* _Work instructions_
Copy out word for word the lines of the material below, starting with the line that contains "the white railing" and running through the last line of the material, with both ends included.

# START OF Supplied data

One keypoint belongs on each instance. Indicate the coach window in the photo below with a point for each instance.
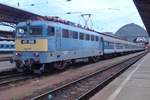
(97, 38)
(81, 36)
(87, 37)
(2, 46)
(92, 37)
(71, 34)
(75, 35)
(51, 31)
(65, 33)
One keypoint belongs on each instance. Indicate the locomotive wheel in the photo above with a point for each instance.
(60, 65)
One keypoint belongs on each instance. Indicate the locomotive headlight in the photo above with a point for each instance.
(36, 54)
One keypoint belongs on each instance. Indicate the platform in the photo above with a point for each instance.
(133, 84)
(6, 65)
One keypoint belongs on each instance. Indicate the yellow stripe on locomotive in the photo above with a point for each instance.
(31, 45)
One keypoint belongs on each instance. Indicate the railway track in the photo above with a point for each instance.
(87, 86)
(13, 78)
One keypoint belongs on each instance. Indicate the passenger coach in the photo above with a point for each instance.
(41, 45)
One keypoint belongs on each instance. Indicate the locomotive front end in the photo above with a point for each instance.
(31, 46)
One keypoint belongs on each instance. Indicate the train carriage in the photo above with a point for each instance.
(45, 43)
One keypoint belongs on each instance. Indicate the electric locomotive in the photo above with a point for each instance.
(42, 45)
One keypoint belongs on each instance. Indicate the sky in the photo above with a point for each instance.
(106, 15)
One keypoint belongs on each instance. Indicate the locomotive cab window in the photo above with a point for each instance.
(65, 33)
(92, 37)
(75, 35)
(21, 31)
(97, 38)
(81, 36)
(36, 30)
(87, 37)
(51, 31)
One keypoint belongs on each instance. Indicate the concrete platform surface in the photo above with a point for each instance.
(133, 84)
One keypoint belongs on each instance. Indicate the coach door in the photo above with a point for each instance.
(58, 38)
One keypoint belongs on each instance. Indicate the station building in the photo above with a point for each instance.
(133, 33)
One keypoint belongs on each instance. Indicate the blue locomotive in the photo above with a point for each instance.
(43, 44)
(6, 45)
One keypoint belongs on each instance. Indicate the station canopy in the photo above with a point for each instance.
(143, 7)
(14, 15)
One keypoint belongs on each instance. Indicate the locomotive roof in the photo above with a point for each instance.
(43, 22)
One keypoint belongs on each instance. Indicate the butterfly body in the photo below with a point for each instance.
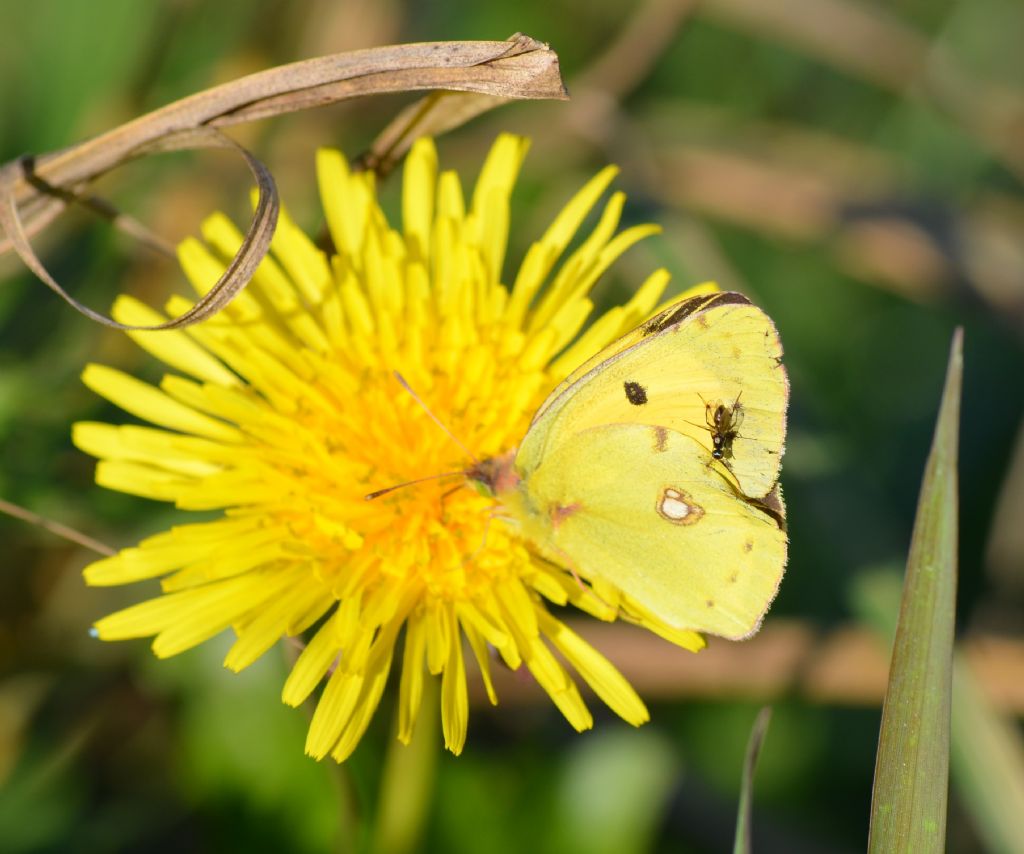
(723, 422)
(611, 479)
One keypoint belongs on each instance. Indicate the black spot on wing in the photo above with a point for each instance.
(635, 393)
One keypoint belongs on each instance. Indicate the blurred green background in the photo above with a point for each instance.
(856, 168)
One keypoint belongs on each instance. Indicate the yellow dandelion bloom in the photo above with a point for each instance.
(284, 412)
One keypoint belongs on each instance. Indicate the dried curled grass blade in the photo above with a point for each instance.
(431, 116)
(33, 190)
(243, 265)
(741, 844)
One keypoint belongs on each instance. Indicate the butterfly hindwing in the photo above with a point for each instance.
(638, 507)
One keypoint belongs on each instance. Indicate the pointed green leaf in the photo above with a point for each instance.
(908, 802)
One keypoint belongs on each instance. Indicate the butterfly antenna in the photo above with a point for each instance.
(386, 489)
(436, 421)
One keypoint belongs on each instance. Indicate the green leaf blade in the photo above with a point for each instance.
(908, 801)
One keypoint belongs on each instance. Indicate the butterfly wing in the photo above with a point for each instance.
(638, 507)
(709, 347)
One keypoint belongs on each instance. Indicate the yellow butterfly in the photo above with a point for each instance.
(617, 479)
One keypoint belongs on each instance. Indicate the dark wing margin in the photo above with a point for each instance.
(680, 312)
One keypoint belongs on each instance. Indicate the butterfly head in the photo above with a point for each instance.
(495, 476)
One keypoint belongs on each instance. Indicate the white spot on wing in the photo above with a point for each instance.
(678, 507)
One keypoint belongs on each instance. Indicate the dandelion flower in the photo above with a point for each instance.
(284, 412)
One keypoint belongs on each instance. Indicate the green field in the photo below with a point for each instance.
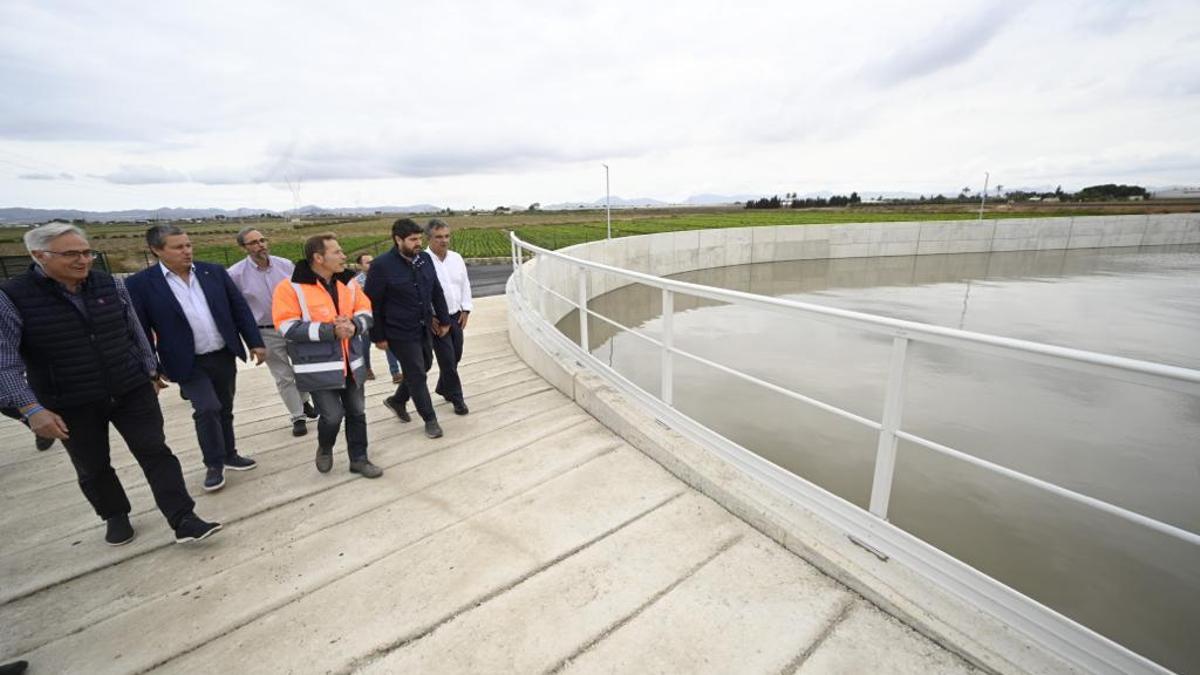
(485, 236)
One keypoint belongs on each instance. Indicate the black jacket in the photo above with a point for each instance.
(73, 358)
(403, 297)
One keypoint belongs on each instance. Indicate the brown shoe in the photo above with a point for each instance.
(324, 459)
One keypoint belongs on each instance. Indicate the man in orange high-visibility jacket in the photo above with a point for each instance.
(318, 312)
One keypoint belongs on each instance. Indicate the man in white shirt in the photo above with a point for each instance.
(256, 276)
(456, 286)
(197, 321)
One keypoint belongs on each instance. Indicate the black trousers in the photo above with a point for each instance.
(448, 350)
(138, 419)
(415, 359)
(210, 389)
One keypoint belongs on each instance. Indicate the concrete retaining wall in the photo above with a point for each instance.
(936, 611)
(673, 252)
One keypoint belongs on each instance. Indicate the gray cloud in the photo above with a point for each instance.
(945, 46)
(144, 174)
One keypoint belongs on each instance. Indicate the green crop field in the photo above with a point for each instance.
(485, 234)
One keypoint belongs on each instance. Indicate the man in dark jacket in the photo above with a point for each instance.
(408, 308)
(72, 332)
(198, 320)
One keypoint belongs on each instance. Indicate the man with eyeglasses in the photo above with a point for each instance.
(256, 276)
(73, 360)
(198, 320)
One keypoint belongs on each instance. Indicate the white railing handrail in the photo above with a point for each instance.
(893, 327)
(1069, 639)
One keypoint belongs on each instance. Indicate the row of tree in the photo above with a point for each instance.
(792, 201)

# END OF Supplied data

* _Response to this exercise_
One keypoint belongs on each instance. Indicate the white railing handrail in the photo above with a point for each instance.
(893, 327)
(1069, 639)
One keypoint belongs on each instance. Indicate the row of tree in the photo above with a point for each instance.
(792, 201)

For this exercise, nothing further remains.